TASK DETAILS: For this exercise, repeat every line of the material exactly.

RECORD SET:

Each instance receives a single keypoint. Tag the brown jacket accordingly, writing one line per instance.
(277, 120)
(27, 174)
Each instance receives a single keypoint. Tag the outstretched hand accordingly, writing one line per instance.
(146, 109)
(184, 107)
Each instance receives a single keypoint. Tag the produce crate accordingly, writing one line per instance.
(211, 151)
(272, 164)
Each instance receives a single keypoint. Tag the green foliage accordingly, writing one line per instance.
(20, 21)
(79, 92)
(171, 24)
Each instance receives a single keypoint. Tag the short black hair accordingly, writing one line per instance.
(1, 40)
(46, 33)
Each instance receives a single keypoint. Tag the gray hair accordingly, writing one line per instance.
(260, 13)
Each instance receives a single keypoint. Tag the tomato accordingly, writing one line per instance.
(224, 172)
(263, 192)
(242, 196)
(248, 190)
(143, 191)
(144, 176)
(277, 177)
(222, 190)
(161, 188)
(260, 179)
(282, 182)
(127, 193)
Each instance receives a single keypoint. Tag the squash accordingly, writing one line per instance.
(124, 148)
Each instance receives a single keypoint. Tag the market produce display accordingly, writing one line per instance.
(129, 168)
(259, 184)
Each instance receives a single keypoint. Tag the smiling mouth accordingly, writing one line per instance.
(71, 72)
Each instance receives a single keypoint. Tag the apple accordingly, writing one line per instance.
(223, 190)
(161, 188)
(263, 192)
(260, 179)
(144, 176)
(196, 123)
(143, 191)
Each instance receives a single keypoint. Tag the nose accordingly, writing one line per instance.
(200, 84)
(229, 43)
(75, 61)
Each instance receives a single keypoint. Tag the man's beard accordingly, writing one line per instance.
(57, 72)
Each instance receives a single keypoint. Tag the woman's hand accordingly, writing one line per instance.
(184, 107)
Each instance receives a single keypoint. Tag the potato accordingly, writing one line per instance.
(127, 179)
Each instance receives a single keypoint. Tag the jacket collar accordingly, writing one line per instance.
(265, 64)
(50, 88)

OUTPUT FOR THIS TASK:
Each instance receives a single keypoint. Tag the brown jacket accordingly, writing one line per instance.
(277, 120)
(27, 174)
Each instance receives a single keypoint. Tag the outstretched hand accordingly, writing one line per instance.
(146, 109)
(184, 107)
Each instance receives a single keypoint. Tag the produce crate accordingly, writing one line per instance.
(211, 151)
(272, 164)
Each instance receives a single keypoint. Tag the green foliage accordingly, writing one line per instance.
(20, 21)
(79, 92)
(171, 24)
Each instance receives a single keypoint. Tag the short black hair accordingly, writing one line per instance.
(1, 40)
(46, 33)
Each instance receives a single keypoint. Tag the gray hair accordingly, writing one line per instance.
(260, 13)
Each instance receives a single keypoint. Tag the tomato accordingly, writing one line per instance.
(224, 172)
(263, 192)
(242, 196)
(248, 190)
(143, 191)
(144, 176)
(277, 177)
(222, 190)
(161, 188)
(260, 179)
(282, 182)
(127, 193)
Each instance receives a single keypoint. Tag the squash accordingly, writing one line per instance.
(124, 148)
Each instance receives a single keypoint. Tag the market produce display accordingly, writing one line per instance.
(129, 168)
(259, 184)
Each instance receives a single keypoint. Tag the smiling mouth accordingly, writing one line per instance.
(71, 72)
Each instance receives a single keypoint. Tag the apple accordingly, writing one line per instance.
(223, 190)
(161, 188)
(263, 192)
(260, 179)
(144, 176)
(196, 123)
(143, 191)
Each instance receives a single keypoint. Tag the nose accordingly, writing one line per instance.
(200, 84)
(229, 43)
(75, 61)
Each instance receives a single keypoint. Tag the man's beard accordingly, writing one line per instance.
(57, 72)
Each instance receives a single keypoint. Tag the woman's hand accordingly, writing one line per instance.
(184, 107)
Each instance receives a single keypoint. Tag the potato accordingly, writing one line per instance.
(127, 179)
Each instance receives a single keypoint. Tag the jacket collar accordingly, writing one line per instance.
(265, 64)
(50, 88)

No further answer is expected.